------ DATASET EXCERPTS
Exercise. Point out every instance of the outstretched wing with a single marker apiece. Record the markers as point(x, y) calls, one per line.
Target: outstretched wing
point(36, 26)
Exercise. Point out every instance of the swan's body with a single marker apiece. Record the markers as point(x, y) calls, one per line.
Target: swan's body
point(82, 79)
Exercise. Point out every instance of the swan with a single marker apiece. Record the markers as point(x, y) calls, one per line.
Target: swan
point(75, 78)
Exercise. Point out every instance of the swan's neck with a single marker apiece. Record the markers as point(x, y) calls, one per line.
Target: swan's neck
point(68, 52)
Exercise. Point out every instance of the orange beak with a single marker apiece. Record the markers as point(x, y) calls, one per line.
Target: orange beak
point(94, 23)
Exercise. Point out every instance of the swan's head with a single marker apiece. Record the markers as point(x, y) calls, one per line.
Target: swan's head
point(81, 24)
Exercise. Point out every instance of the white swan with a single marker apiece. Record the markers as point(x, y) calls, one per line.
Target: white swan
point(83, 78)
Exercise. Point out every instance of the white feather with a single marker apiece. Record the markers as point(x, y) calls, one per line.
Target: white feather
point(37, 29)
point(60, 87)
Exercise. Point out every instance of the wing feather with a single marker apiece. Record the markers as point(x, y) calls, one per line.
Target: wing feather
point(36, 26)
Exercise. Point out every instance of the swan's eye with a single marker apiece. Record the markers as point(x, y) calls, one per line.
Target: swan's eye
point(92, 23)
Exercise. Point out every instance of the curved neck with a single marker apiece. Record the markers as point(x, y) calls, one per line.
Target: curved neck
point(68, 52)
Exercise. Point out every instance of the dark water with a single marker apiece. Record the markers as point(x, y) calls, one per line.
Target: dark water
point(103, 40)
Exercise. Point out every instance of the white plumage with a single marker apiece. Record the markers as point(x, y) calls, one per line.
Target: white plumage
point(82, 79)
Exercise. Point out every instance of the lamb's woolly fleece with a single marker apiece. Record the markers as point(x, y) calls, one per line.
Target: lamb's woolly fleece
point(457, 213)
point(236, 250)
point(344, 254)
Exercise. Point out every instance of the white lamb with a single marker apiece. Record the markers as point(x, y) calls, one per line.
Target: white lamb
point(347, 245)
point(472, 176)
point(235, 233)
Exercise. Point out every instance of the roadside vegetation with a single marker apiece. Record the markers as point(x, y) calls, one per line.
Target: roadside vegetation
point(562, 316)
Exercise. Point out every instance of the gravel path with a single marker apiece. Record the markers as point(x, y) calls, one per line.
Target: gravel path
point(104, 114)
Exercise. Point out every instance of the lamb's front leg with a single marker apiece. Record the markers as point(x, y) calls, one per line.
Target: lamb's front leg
------------
EXERCISE PROMPT: Copy the data above word for word, from the line with "Exercise. Point out every instance of the wing" to the line with "point(103, 40)", both of those lines included, and nothing beyond them.

FULL OUTPUT:
Exercise. Point out every instance of the wing feather with a single marker apiece. Record the markers as point(x, y) calls, one per line.
Target: wing feather
point(36, 26)
Exercise. Point out every instance of the swan's eye with a single marker apiece. Record the markers as point(x, y) calls, one per line.
Target: swan's eye
point(92, 23)
Exercise. Point out every instance of the curved neck with a single marker apiece. Record the markers as point(x, y) calls, one per line.
Target: curved neck
point(68, 52)
Exercise. Point out every instance of the dark water with a single marker apiece. Record the markers as point(x, y) calls, one per line.
Target: dark water
point(103, 40)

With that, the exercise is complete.